INSTRUCTIONS TO FOLLOW: Return the data below exactly as given, except for the images.

DATASET ENTRIES:
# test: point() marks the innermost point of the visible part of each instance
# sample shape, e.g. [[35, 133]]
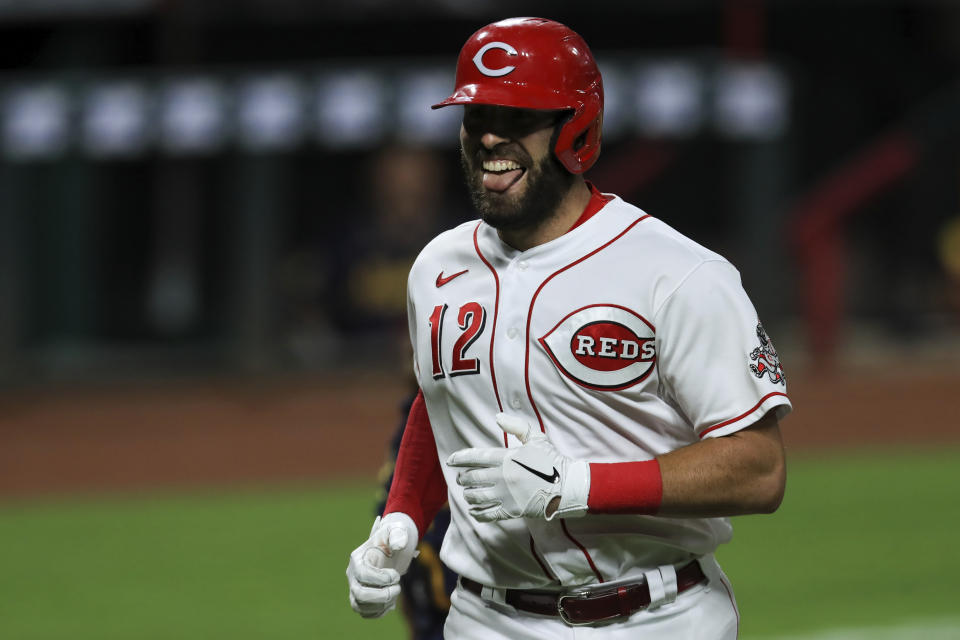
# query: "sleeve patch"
[[765, 361]]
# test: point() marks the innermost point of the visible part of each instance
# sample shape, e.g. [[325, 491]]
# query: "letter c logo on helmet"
[[487, 71]]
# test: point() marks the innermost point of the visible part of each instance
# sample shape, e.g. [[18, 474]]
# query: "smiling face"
[[515, 180]]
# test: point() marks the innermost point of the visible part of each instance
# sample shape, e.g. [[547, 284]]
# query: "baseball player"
[[597, 395]]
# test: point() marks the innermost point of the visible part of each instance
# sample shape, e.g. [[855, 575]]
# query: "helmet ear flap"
[[578, 144]]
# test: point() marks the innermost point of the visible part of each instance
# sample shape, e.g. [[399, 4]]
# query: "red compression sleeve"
[[625, 487], [418, 487]]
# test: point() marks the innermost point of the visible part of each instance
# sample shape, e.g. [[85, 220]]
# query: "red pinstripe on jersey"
[[496, 311], [745, 414]]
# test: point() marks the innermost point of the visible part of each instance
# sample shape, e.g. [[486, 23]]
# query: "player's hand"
[[376, 566], [531, 481]]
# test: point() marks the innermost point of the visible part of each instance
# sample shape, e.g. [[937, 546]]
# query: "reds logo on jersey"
[[602, 346]]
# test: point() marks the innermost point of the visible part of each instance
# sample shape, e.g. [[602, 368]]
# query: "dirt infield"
[[308, 429]]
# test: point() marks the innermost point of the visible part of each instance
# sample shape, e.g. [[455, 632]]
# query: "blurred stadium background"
[[207, 210]]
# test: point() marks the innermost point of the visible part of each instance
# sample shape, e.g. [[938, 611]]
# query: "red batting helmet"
[[533, 63]]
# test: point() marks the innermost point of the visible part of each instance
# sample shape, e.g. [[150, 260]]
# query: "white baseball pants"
[[707, 611]]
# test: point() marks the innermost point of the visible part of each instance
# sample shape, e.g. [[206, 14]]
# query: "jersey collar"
[[597, 202]]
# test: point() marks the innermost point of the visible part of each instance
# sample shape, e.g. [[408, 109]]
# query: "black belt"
[[597, 605]]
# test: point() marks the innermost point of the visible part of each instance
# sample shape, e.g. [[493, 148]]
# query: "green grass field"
[[861, 541]]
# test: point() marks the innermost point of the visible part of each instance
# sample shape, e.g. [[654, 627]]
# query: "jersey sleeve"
[[717, 363]]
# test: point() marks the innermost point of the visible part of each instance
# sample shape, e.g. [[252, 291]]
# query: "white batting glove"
[[376, 566], [521, 482]]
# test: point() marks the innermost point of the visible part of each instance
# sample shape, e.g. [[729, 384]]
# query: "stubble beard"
[[547, 182]]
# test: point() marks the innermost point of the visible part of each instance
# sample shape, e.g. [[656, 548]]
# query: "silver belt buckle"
[[584, 594]]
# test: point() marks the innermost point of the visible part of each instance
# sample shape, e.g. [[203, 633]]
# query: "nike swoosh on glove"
[[522, 482], [375, 567]]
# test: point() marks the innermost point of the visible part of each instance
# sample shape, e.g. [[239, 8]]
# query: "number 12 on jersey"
[[471, 319]]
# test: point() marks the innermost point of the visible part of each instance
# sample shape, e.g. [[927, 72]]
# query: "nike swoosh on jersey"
[[552, 479], [442, 281]]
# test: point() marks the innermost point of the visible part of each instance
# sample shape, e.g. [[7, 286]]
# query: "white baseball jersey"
[[622, 339]]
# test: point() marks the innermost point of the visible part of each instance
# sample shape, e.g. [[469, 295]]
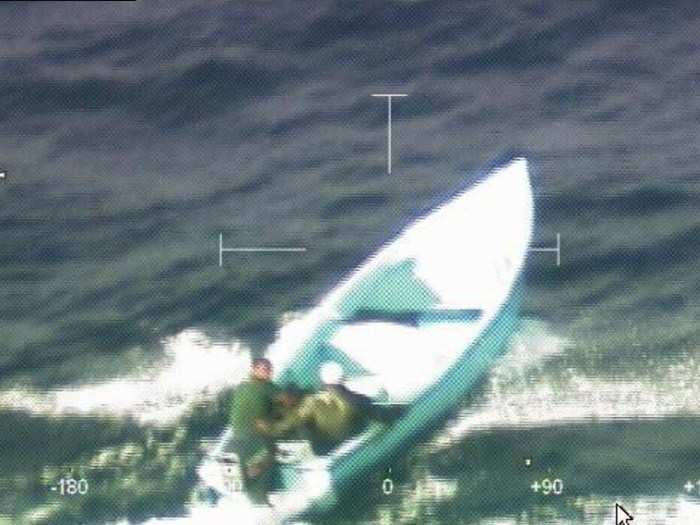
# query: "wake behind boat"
[[415, 326]]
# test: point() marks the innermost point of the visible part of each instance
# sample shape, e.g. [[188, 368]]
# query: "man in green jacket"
[[253, 408], [328, 417]]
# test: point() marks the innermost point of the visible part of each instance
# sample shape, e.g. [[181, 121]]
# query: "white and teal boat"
[[418, 324]]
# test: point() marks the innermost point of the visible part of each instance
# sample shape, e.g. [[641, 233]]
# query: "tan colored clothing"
[[331, 416]]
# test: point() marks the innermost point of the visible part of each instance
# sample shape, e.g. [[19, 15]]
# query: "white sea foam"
[[527, 389], [194, 369]]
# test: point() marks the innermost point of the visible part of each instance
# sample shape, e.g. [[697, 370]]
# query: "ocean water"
[[134, 133]]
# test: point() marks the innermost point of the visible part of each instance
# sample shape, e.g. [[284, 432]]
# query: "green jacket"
[[252, 400]]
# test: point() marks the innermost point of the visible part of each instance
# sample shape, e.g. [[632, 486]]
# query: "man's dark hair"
[[261, 361]]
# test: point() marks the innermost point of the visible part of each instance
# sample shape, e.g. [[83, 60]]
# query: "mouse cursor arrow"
[[622, 517]]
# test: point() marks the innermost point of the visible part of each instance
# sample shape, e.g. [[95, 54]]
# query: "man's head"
[[261, 369]]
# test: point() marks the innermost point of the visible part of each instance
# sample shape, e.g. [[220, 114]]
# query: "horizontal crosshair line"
[[556, 249], [263, 249], [255, 249]]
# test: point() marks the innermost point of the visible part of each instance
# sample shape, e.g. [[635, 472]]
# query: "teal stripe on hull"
[[435, 404]]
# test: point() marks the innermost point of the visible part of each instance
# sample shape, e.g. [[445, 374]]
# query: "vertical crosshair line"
[[388, 96]]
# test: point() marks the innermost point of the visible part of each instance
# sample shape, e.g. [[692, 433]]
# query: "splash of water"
[[194, 369], [529, 389]]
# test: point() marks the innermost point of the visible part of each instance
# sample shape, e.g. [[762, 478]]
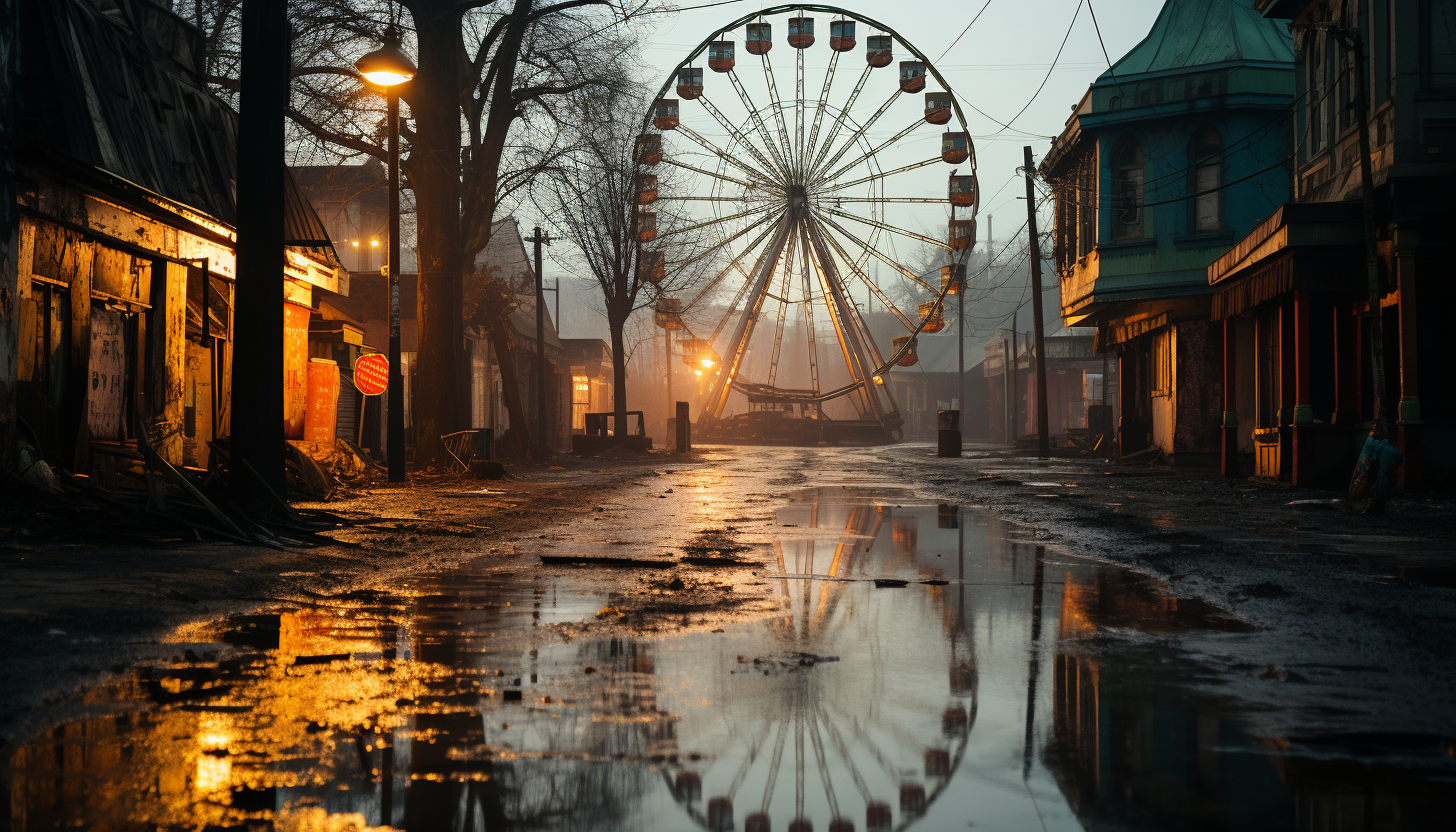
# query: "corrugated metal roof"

THE COMPLETED TASK:
# test: point() marks the innermost point of the visible part of each instance
# sample shape, e.g. [[35, 133]]
# query: "sleeve patch"
[[765, 361]]
# test: point() marks the innermost point of the visible part of each instance
# sample shape, e.g. [[325, 491]]
# query: "letter c logo on helmet"
[[487, 71]]
# test: point() marks the innermost point of the visible part of each instance
# sample shape, e.g. [[18, 474]]
# query: "smiling face"
[[515, 180]]
# test: point() marks the innermost point of the visible part of each instance
# sample shape, e.g. [[547, 284]]
# query: "baseball player"
[[597, 395]]
# test: point() marks the innermost point of the visible part of each instance
# sample shape, e.g. [[855, 575]]
# query: "helmet ear flap"
[[578, 144]]
# test: point() marks the innermost point of the visible part of each instance
# sample shape, e.g. [[399, 4]]
# query: "red compression sleeve"
[[625, 487], [418, 487]]
# test: point() marks the innermost point of the visible part of each instance
# sample shape, e.g. [[85, 220]]
# query: "red pinstripe on jersey"
[[496, 311], [745, 414]]
# test: point() marks the innermost point of the visible part of each instance
# sample shape, e.g. [[486, 23]]
# query: "player's hand"
[[376, 566], [531, 481]]
# test: point() marks the innermost point of the visible part of each instance
# sample shape, e.g. [[937, 546]]
# query: "reds logo on jersey"
[[602, 346]]
# test: point() marks the innermost point of the visible part of each instance
# sample shape, e.g. [[602, 368]]
# query: "dirt infield"
[[308, 429]]
# test: point() marks the innermost point of the visible part of each instance
# sample shape, e.g. [[455, 632]]
# query: "blurred stadium background"
[[207, 210]]
# test: point() marks the innermost point of the visible part of each instance
# sample shape, e.g. [[938, 611]]
# query: "red batting helmet"
[[533, 63]]
# test: point() marks the innermost point of the visible part of each instance
# sample shape, e.g. [[150, 260]]
# query: "white baseball pants"
[[707, 611]]
# test: point() marks the innermost point of the visible part of each instance
# sample shape, e.g. [[206, 14]]
# query: "jersey collar"
[[597, 202]]
# test: point() marks the innermost point of the visible part of each instance
# sample shape, e.g. [[408, 109]]
# query: "black belt"
[[597, 605]]
# test: point() marks the innermost point of the visible part of each instance
# sample shape, e.g. [[493, 148]]
# query: "green grass field"
[[861, 541]]
# test: point() marks the innermost point of the visible part of each instance
# sample shape, e.g. [[654, 627]]
# query: "jersey sleeve"
[[717, 363]]
# test: point() marks the innermost point of the visible part of each instance
# sample shape, e.g. [[252, 291]]
# query: "white batting glove"
[[376, 566], [521, 482]]
# test: point() marks the innermost point of the visible part of each instance
# sample shape, e.g. [[729, 384]]
# query: "stubble beard"
[[547, 182]]
# test: point() marks the innermost point of the visible part of each instance
# sample shape, e.g. [[656, 548]]
# query: "silver belt buckle"
[[584, 594]]
# test: point() marks the innermost point of the visible part of each instance
# sample shape, e.g. [[203, 633]]
# query: "nike swoosh on glove"
[[522, 482], [375, 567]]
# test: point() marks the innermost point of the visible part of each instance
# sample shape, e.g. [[239, 8]]
# query: "number 12 on jersey"
[[471, 319]]
# test: point() marks the innermost point of the visible part of each instance
# sample shape, e.g. [[927, 72]]
# query: "nike swoosh on jersey"
[[552, 479], [442, 281]]
# test: point() marks the innermost point of the visible part of each instance
# sample shape, e.g. [[7, 286]]
# query: "white baseball jersey"
[[622, 339]]
# test: point() marks the innermost point of the visible part of each instance
# sample shape, e.g. [[469, 295]]
# query: "wake behind boat"
[[415, 326]]
# test: point() marks the innermost point of the visible part of each instance
# sample shape, e.g. [[188, 368]]
# query: "man in green jacket"
[[253, 408], [328, 417]]
# test: point() marks the innermost point of the visible part of each instance
# sample shape, e.g. [[181, 121]]
# query: "white and teal boat"
[[418, 324]]
# test: point() marks the innermost point of the visible part of each instance
# sample shape, e.g. [[641, 233]]
# query: "tan colored clothing"
[[331, 416]]
# test: point() marks the innermost point of the visible part of each instance
# sample shape, e.g. [[19, 15]]
# query: "white sea foam"
[[527, 389], [194, 369]]
# test: point() marks the innermost point of the visible part of each instance
# sample shape, e.g. [[697, 370]]
# query: "ocean water"
[[134, 133]]
# test: point() marks the innermost point of the visible part of each instance
# sample shape, e.g. [[284, 432]]
# query: "green jacket"
[[252, 400]]
# test: point() marks the innermost point of the visible part of each instance
# sample shape, e.g. [[632, 486]]
# query: "man's dark hair"
[[261, 361]]
# test: point() marks the innermost point of the visible part of each instance
# sample shape, e.g. [[83, 60]]
# query: "mouse cursor arrow"
[[622, 517]]
# test: point() marks the innermost point of the visible part of each instance
# sample shape, e.g. [[95, 54]]
# query: "man's head"
[[261, 369]]
# test: point() marks the innermost point of the visible part of each instance
# sample shape, e.g. [[220, 114]]
# query: "horizontal crosshair line"
[[556, 249], [263, 249], [255, 249]]
# test: point() marks the innermost point of the visible part of each instance
# sample shape, e.g. [[635, 472]]
# query: "teal stripe on hull"
[[435, 404]]
# test: point() marks the innermost point of the visible part of each instance
# sample shape, e.g. [[445, 374]]
# query: "vertical crosshair line"
[[388, 96]]
# test: point() marks the innermost point of the visible part of each instance
# sample shape, e.g. [[692, 433]]
# query: "splash of water"
[[194, 369], [529, 389]]
# test: point() marks the innermost point of the visible part of each instance
# sample shape, e.g. [[762, 478]]
# query: "corrugated metal roof"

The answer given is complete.